*What is needed*. Every line in the data must be transcribed exactly.

Dataset entries
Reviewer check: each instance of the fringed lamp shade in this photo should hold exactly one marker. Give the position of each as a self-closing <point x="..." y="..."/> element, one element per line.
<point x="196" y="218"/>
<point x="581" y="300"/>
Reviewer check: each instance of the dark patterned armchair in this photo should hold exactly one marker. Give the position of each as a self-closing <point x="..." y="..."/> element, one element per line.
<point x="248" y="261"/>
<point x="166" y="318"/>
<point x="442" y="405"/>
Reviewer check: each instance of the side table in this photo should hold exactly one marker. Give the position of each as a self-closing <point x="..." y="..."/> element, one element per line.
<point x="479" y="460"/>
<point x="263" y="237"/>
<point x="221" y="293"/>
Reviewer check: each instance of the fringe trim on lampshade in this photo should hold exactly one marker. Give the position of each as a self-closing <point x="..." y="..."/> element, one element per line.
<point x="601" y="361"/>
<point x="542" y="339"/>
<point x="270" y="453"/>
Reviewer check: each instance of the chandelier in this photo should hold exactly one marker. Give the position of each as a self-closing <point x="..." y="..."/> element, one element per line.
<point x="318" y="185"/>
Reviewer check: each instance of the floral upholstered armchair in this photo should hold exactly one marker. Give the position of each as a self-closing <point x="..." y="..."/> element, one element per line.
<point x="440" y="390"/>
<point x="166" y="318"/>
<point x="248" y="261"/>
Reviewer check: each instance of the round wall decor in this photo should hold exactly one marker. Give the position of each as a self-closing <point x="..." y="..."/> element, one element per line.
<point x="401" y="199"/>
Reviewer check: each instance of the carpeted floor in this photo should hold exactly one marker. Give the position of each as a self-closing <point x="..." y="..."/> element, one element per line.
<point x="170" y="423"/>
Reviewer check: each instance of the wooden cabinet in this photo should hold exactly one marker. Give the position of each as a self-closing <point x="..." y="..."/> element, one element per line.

*Your response*.
Reviewer check: each instance of the fringed lamp shade in this photo should hold exactly one marker. Give the position of each as a self-closing <point x="..." y="..."/> element, one element per line.
<point x="196" y="218"/>
<point x="581" y="300"/>
Reviewer check: each instance of the dark patterned armchair in this photo should hold exactly one marker. Give the position of each as a self-closing <point x="..." y="..."/> element, one element per line.
<point x="248" y="261"/>
<point x="166" y="318"/>
<point x="442" y="405"/>
Reviewer check: each instance of the side table in this photo should hold exactly one marker. Give the position of each as a self-closing <point x="..." y="..."/> element, one element per line.
<point x="479" y="460"/>
<point x="263" y="237"/>
<point x="221" y="293"/>
Reviewer check: each instance of the fringe trim on lampshade in this photo should hold exactly one marker. Give the position of each as a self-closing <point x="..." y="..."/> element, one element per line.
<point x="601" y="361"/>
<point x="542" y="339"/>
<point x="270" y="453"/>
Reviewer check: each instance of the chandelier in this photo should hold exactly one marker. Give the position of each as a self-closing <point x="..." y="..."/> element, one element per line.
<point x="318" y="185"/>
Reviewer check: each instance of the floral upholstered armchair in this photo should hold exactly one marker. Give the position of each as a self-closing <point x="..." y="..."/> element, one element per line.
<point x="440" y="390"/>
<point x="166" y="318"/>
<point x="248" y="261"/>
Reviewer check: each instance of the round wall decor in this photo should hold exactly one marker. Give the position of each as a self-closing <point x="..." y="..."/> element, one element per line.
<point x="401" y="199"/>
Reviewer check: each instance of the carpeted floor in this photo should hold exactly one marker. Give the position of each as a self-closing <point x="..." y="..."/> element, one element per line.
<point x="170" y="423"/>
Reviewer check: each instance of the wooden cabinet in this photo should hold exactly one marker. Give the position of each as a self-closing <point x="..." y="..."/> element, one element per line.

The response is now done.